Tasks for this exercise:
[A] In the passage on salt marsh assessment below, rewrite the paragraph beginning "Once a system has been developed" more briefly, keeping its main facts.
[B] Retype, without any change, the section of the passage on salt marsh assessment that opens with the words containing "- Use Technology" and closes with "ground-based field surveys.".
[C] Continue the passage on salt marsh assessment from the point at which it stops.

Selected text:
──────────────────────────────

Once a system has been developed for assessing salt marsh condition using remote sensing, perhaps supplemented by limited ground data collection, it will be used to assess a large number of sites across the full range of salt marshes in Massachusetts. From these data we will use landscape-scale modeling to create CAPS metrics for characterizing stressors affecting salt marshes and create an IEI model for salt marshes that reflects biological and physical condition as evaluated in the field.
It is expected to take 4-8 years to complete this work. In this first phase of the work we are focusing on the exploration, refinement and calibration of remote sensing using UAS in order to assess salt marsh condition with respect to physical degradation, flooding and plant stress.Implement via ground-based surveys, a classification system for salt marsh vegetation, water features and patches of bare ground, and document areas of marsh stress and degradation (e.g. creek widening, bank instability, crab herbivory, areas of high crab burrow density, marsh subsidence, and unexplained salt marsh dieback)
- Use data collected during ground-based surveys to train computer models to automate the mapping of salt marsh vegetation, bare ground and water features using remotely sensed data.
- Use Technology (e.g. RGB, NIR, Rededge & SWIR) to assess physical characteristics of salt marshes with the objective of identifying areas of degradation using remotely sensed data. These UAS assessments will be compared to assessment conducting using ground-based field surveys.

──────────────────────────────

Supplied entries:
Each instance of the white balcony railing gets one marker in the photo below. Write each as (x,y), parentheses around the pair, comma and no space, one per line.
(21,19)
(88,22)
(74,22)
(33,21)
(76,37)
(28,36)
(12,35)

──────────────────────────────

Answer list:
[A] After a remote sensing system for assessing salt marsh condition is developed, possibly with some ground data, it will be applied to many sites covering the full range of Massachusetts salt marshes. Landscape-scale modeling of these data will then produce CAPS metrics describing stressors on salt marshes and an IEI model for salt marshes reflecting biological and physical condition as evaluated in the field.

[B]
- Use Technology (e.g. RGB, NIR, Rededge & SWIR) to assess physical characteristics of salt marshes with the objective of identifying areas of degradation using remotely sensed data. These UAS assessments will be compared to assessment conducting using ground-based field surveys.

[C]
- Use UAS technology to document the extent of high marsh flooding at low tide, neap high tide, and spring high tide to identify permanent water features, inappropriate high marsh flooding (i.e. drowning), and effects of tidal restrictions
- Use UAS technology to investigate the potential to use remote sensing to identify areas of plant stress focusing on areas of salt marshes experiencing stress as indicated by physical degradation and inappropriate flooding.
- Evaluate three CAPS metrics (tidal restrictions, salt marsh ditching and connectedness) for relationships with the three indicators of marsh condition: physical integrity, flooding, and plant stress.
Our Field Survey Approach:
June/July 2019
A two-person field crew will install 7-10 ground control points (GCPs) in a systematic way throughout the marsh. Ground control points are 1ft x 1ft square platforms that are connected to a stake and inserting into the marsh peat (see picture below). We will also install 6-9 sediment traps on the marsh surface throughout the marsh. A sediment trap is a shallow “bucket” that is 1ft. in diameter and 2 inches deep.
Installing and locating a GCP.
Mapping the location of a creek edge.
June – October 2019
After ground control points are installed, we use a drone with special sensors to survey the salt marsh study area. Ground control points are necessary to ensure the accuracy of drone imagery. The drone is quiet, flies at 400 feet, and does not fly over houses, occupied vehicles, or people. Except for take-offs and landings, drone flights will occur only over the salt marsh. We are currently working with the USFWS and MA Division of Fisheries and Wildlife to develop procedures for operating the drone in areas near where piping plovers and terns may be nesting. Expect to collect UAS imagery once a month throughout the growing season.
August – October 2019
Finally, when salt marsh vegetation is well developed late in the season (August and September), two-person field crew will walk over the marsh surface and use a GPS device to map vegetation types, areas of bare ground and water features on the marsh. This process takes 2-4 days to cover the entire study site and occurs at low tide.